'''

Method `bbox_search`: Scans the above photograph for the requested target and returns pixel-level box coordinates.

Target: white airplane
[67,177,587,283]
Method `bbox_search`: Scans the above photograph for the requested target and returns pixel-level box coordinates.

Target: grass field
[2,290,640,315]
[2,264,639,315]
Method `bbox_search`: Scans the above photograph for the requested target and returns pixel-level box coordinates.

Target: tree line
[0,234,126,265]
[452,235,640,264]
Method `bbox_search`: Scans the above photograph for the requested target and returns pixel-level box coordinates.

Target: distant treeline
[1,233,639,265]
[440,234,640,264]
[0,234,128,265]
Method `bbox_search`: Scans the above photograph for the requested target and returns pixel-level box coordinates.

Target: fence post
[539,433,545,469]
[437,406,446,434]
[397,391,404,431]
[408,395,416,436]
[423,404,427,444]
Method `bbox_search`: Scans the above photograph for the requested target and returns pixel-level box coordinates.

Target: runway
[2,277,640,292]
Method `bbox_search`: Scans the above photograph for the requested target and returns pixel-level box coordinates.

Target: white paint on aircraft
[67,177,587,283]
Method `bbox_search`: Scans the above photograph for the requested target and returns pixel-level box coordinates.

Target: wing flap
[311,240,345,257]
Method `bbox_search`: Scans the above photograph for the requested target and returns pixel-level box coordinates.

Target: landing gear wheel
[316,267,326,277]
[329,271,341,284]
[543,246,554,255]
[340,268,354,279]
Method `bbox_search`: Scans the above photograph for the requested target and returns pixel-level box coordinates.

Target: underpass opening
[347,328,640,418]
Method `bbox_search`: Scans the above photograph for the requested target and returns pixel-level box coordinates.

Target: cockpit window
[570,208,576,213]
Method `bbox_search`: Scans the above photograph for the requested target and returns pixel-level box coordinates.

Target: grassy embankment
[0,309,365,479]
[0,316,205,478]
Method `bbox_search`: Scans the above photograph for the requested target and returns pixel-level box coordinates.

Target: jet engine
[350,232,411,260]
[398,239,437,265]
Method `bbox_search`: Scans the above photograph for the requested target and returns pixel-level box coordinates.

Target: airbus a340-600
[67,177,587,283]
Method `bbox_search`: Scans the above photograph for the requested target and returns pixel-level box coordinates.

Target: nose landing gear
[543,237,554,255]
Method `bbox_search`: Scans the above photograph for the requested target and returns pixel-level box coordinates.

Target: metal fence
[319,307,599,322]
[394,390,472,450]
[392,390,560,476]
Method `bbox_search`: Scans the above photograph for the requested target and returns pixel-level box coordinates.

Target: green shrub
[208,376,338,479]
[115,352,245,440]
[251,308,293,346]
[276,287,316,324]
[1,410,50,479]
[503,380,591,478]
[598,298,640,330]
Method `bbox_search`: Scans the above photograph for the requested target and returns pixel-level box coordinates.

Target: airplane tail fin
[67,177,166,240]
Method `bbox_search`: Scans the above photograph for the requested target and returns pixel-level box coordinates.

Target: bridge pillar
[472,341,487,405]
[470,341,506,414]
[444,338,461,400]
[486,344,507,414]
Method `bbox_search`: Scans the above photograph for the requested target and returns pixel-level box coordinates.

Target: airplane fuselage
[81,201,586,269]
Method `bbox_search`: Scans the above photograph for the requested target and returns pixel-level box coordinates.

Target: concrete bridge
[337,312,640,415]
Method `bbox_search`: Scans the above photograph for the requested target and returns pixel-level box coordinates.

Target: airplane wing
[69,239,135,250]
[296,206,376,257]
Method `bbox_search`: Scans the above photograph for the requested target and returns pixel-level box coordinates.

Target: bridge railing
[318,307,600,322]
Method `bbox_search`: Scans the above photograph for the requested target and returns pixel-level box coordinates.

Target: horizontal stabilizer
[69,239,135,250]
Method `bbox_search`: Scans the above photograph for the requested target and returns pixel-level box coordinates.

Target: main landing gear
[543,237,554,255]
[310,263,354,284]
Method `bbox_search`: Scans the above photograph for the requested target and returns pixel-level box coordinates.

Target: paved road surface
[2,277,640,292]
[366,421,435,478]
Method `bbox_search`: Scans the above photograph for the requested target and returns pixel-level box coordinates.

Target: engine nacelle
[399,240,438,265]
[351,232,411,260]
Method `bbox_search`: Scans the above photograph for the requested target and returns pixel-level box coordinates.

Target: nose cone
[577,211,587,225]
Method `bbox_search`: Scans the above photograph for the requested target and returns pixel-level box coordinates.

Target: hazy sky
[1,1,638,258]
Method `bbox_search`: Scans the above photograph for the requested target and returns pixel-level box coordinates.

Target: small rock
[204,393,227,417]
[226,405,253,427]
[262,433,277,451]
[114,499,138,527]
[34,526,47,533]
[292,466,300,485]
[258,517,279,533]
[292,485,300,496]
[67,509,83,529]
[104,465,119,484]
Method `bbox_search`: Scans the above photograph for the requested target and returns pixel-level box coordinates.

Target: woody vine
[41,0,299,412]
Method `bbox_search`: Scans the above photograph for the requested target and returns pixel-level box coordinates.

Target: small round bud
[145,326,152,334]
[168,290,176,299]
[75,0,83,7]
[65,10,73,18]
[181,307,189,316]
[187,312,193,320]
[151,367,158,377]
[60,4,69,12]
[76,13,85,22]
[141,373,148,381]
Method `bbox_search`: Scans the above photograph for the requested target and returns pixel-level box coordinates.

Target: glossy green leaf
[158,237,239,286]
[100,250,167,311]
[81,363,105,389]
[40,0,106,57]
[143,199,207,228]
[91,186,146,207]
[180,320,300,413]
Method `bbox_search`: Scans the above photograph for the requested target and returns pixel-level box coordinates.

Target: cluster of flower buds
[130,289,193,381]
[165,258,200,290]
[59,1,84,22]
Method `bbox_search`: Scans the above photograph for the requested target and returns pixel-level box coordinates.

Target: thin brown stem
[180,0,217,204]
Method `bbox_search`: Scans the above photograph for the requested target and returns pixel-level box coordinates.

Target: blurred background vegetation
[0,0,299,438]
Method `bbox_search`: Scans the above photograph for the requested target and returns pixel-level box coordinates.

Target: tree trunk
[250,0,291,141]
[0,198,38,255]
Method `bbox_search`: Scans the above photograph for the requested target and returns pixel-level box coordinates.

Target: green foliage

'''

### [What this task involves]
Every line of the listing needs to be written out exactly.

### [Exercise result]
Method `bbox_search`: Scans the above photograph for the requested target and returns pixel-level box coordinates.

Target: white airplane
[67,177,587,283]
Method `bbox_search`: Scans the above photograph for the requested target and returns pixel-level box coordinates.

Target: grass field
[2,290,640,315]
[2,264,639,315]
Method `bbox_search`: Scans the above photograph for the requested target and returns pixel-level box coordinates.

Target: tree line
[0,234,126,265]
[452,235,640,264]
Method `bbox_search`: Scans the above photograph for the requested target and returns pixel-level box coordinates.

Target: distant treeline
[1,233,639,265]
[440,234,640,264]
[0,234,128,265]
Method `bbox_search`: Scans the above photograph for the requested target and returns pixel-level box coordinates.

Target: fence post
[539,433,545,469]
[437,406,446,434]
[397,391,404,431]
[408,395,416,436]
[423,404,427,444]
Method `bbox_search`: Scans the above photograph for the requested target and returns pixel-level box coordinates.

Target: runway
[2,277,640,292]
Method `bbox_search`: Scans the above photograph for the requested target and returns pixel-level box coordinates.

Target: white paint on aircraft
[67,177,587,283]
Method `bbox_search`: Scans the above photograph for the requested target and returns pixel-level box coordinates.

Target: wing flap
[311,240,345,257]
Method `bbox_search`: Scans the above photograph for the requested target and returns pixel-level box coordinates.

Target: landing gear wheel
[316,267,326,277]
[329,271,341,284]
[543,246,554,255]
[340,268,354,279]
Method `bbox_search`: Scans the above photograph for the requested target and returns pixel-level box coordinates.

Target: underpass opening
[347,328,640,418]
Method `bbox_search`: Scans the above photograph for the requested target and returns pixel-level box coordinates.

Target: cockpit window
[570,208,576,213]
Method `bbox_search`: Scans the above photograph for the requested target and returns pixel-level box coordinates.

Target: grassy embankment
[0,309,365,479]
[0,316,205,478]
Method `bbox_search`: Scans the above photograph for the requested target and returns pixel-level box coordinates.

Target: jet engine
[350,232,411,260]
[398,239,437,265]
Method `bbox_search`: Scans the above photograph for the requested target and returns pixel-level box coordinates.

Target: airbus a340-600
[67,177,587,283]
Method `bbox_search`: Scans the above photograph for the requested target and returns pixel-level box coordinates.

Target: nose landing gear
[543,237,554,255]
Method `bbox_search`: Scans the above photograph for the requested target and returns pixel-level box coordinates.

Target: metal fence
[319,307,599,322]
[394,390,472,450]
[392,390,560,476]
Method `bbox_search`: Scans the above photograph for the requested target and returns pixel-level box coordinates.

Target: green shrub
[208,376,338,479]
[115,352,245,440]
[251,308,293,346]
[276,287,316,324]
[1,410,50,479]
[503,380,591,478]
[598,298,640,330]
Method `bbox_search`: Scans the above photograph for the requested target and returns pixel-level box coordinates.

Target: airplane tail fin
[67,177,166,240]
Method `bbox_search`: Scans the above photograph for the requested target and returns pixel-level box coordinates.

Target: bridge pillar
[472,341,487,405]
[470,341,506,414]
[444,338,461,400]
[486,344,507,414]
Method `bbox_search`: Scans the above photograph for the requested target and returns pixel-level box coordinates.

Target: airplane fuselage
[81,201,586,269]
Method `bbox_search`: Scans the above photograph for the requested target and returns pixel-level box coordinates.

Target: concrete bridge
[337,312,640,415]
Method `bbox_search`: Scans the above photograph for the requested target and returns pixel-level box coordinates.

Target: airplane wing
[69,239,135,250]
[296,206,376,257]
Method `bbox_search`: Scans the above photograph for the requested target and returns pixel-level box coordinates.

Target: bridge railing
[318,307,600,322]
Method `bbox_search`: Scans the above photograph for the requested target and returns pixel-level box coordinates.

Target: horizontal stabilizer
[69,239,135,250]
Method `bbox_search`: Scans the above photograph for the requested target and returns pixel-level box coordinates.

Target: main landing gear
[543,237,554,255]
[310,263,354,284]
Method `bbox_search`: Scans the above photograph for the requested target and returns pixel-level box coordinates.

Target: paved road surface
[2,277,640,292]
[366,421,435,478]
Method `bbox_search`: Scans the above photograph for the requested target and returns pixel-level box coordinates.

Target: engine nacelle
[399,240,438,265]
[351,232,411,260]
Method `bbox_search`: Scans the above photograph for the requested target and returns pixel-level box coordinates.

Target: nose cone
[577,211,587,225]
Method `bbox_search`: Scans the above photograph for the requested target and returns pixel-level box coordinates.

Target: hazy sky
[1,1,638,258]
Method `bbox_search`: Scans the above photograph for the requested target and returns pixel-level box coordinates.

Target: small rock
[204,393,227,417]
[226,405,253,427]
[262,433,277,451]
[114,499,138,527]
[34,526,47,533]
[292,466,300,485]
[258,517,279,533]
[292,485,300,496]
[67,509,83,529]
[104,465,119,484]
Method `bbox_search`: Scans the above photograph for the requested target and returns pixel-level box coordinates.

Target: woody vine
[41,0,299,412]
Method `bbox_search`: Scans the above photograph for the requested target and returns pixel-level box coordinates.

Target: small round bud
[145,326,152,334]
[168,290,176,299]
[75,0,83,7]
[65,10,73,18]
[181,307,189,316]
[187,312,193,320]
[151,367,158,377]
[60,4,69,12]
[76,13,85,22]
[141,373,148,381]
Method `bbox_search`: Scans the above photograph for the requested target and returns pixel-level box coordinates.

Target: glossy green leaf
[158,237,239,286]
[100,250,167,311]
[81,363,105,389]
[40,0,106,57]
[143,199,207,228]
[91,186,146,207]
[180,320,300,413]
Method `bbox_search`: Scans the above photograph for the requested target and returns pixel-level box coordinates.

Target: cluster of flower buds
[130,289,193,381]
[165,258,200,290]
[59,1,84,22]
Method `bbox_search`: Scans the above photograph for the requested target and returns pixel-level box coordinates.

Target: thin brown stem
[180,0,217,204]
Method `bbox_search`: Scans the above photograph for the requested target and returns pixel-level box coordinates.

Target: blurred background vegetation
[0,0,299,438]
Method `bbox_search`: Scans the above photograph for the requested target and returns pixel-level box coordinates.

Target: tree trunk
[250,0,291,141]
[0,198,38,255]
Method `bbox_search`: Scans the above photograph for the requested target and returns pixel-level box coordinates.

Target: green foliage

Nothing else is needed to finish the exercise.